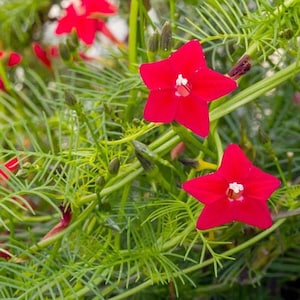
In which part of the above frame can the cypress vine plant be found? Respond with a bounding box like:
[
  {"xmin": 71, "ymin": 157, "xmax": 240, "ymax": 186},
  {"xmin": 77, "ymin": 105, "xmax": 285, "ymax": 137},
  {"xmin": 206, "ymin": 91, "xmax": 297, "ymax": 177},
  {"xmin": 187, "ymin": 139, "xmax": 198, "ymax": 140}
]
[{"xmin": 0, "ymin": 0, "xmax": 300, "ymax": 300}]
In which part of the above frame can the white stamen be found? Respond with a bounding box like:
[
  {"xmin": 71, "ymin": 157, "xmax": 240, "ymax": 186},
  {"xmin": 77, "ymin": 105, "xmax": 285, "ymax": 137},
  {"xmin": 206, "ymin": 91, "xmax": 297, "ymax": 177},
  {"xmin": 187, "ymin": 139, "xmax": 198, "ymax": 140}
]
[
  {"xmin": 229, "ymin": 182, "xmax": 244, "ymax": 194},
  {"xmin": 176, "ymin": 74, "xmax": 188, "ymax": 86}
]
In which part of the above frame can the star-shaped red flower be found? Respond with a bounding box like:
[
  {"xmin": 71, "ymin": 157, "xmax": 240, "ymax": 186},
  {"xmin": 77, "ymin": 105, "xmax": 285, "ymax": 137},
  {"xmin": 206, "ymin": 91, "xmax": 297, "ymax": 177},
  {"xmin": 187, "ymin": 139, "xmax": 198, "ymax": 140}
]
[
  {"xmin": 182, "ymin": 144, "xmax": 280, "ymax": 229},
  {"xmin": 140, "ymin": 40, "xmax": 237, "ymax": 137},
  {"xmin": 55, "ymin": 0, "xmax": 117, "ymax": 45}
]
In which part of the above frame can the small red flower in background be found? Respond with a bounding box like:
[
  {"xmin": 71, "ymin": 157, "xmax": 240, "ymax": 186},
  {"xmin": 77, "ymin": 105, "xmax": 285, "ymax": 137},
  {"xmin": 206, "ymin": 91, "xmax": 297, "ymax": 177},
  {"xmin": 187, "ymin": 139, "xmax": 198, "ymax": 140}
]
[
  {"xmin": 55, "ymin": 0, "xmax": 119, "ymax": 45},
  {"xmin": 140, "ymin": 40, "xmax": 237, "ymax": 137},
  {"xmin": 0, "ymin": 51, "xmax": 22, "ymax": 91},
  {"xmin": 32, "ymin": 43, "xmax": 58, "ymax": 69},
  {"xmin": 0, "ymin": 157, "xmax": 19, "ymax": 181},
  {"xmin": 182, "ymin": 144, "xmax": 280, "ymax": 230}
]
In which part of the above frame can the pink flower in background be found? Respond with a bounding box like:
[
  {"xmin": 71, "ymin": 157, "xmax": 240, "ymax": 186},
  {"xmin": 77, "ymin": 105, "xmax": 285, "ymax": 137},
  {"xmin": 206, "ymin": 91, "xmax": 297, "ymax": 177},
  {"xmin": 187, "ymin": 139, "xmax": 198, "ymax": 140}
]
[
  {"xmin": 140, "ymin": 40, "xmax": 237, "ymax": 137},
  {"xmin": 55, "ymin": 0, "xmax": 119, "ymax": 45},
  {"xmin": 182, "ymin": 144, "xmax": 280, "ymax": 230},
  {"xmin": 0, "ymin": 157, "xmax": 19, "ymax": 181}
]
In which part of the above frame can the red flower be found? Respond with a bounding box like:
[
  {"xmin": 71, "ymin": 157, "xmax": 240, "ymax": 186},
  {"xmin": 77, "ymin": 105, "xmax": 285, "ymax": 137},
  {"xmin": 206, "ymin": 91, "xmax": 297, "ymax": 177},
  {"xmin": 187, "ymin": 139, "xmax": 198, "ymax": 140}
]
[
  {"xmin": 182, "ymin": 144, "xmax": 280, "ymax": 229},
  {"xmin": 0, "ymin": 157, "xmax": 19, "ymax": 181},
  {"xmin": 140, "ymin": 40, "xmax": 237, "ymax": 137},
  {"xmin": 0, "ymin": 51, "xmax": 22, "ymax": 91},
  {"xmin": 55, "ymin": 0, "xmax": 117, "ymax": 45},
  {"xmin": 32, "ymin": 43, "xmax": 57, "ymax": 69},
  {"xmin": 82, "ymin": 0, "xmax": 118, "ymax": 16}
]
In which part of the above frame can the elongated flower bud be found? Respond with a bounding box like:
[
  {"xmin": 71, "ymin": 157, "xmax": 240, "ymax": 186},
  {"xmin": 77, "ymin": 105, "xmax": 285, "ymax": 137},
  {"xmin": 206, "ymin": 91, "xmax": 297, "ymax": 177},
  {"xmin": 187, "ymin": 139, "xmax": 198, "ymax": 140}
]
[
  {"xmin": 132, "ymin": 141, "xmax": 155, "ymax": 172},
  {"xmin": 160, "ymin": 22, "xmax": 172, "ymax": 57},
  {"xmin": 228, "ymin": 55, "xmax": 251, "ymax": 80},
  {"xmin": 147, "ymin": 31, "xmax": 160, "ymax": 61},
  {"xmin": 65, "ymin": 91, "xmax": 78, "ymax": 108},
  {"xmin": 108, "ymin": 157, "xmax": 120, "ymax": 175},
  {"xmin": 58, "ymin": 43, "xmax": 71, "ymax": 62}
]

********************

The exercise: In how many lines of the listing above does the word "flower" appear? Reply with the number alone.

Written response: 5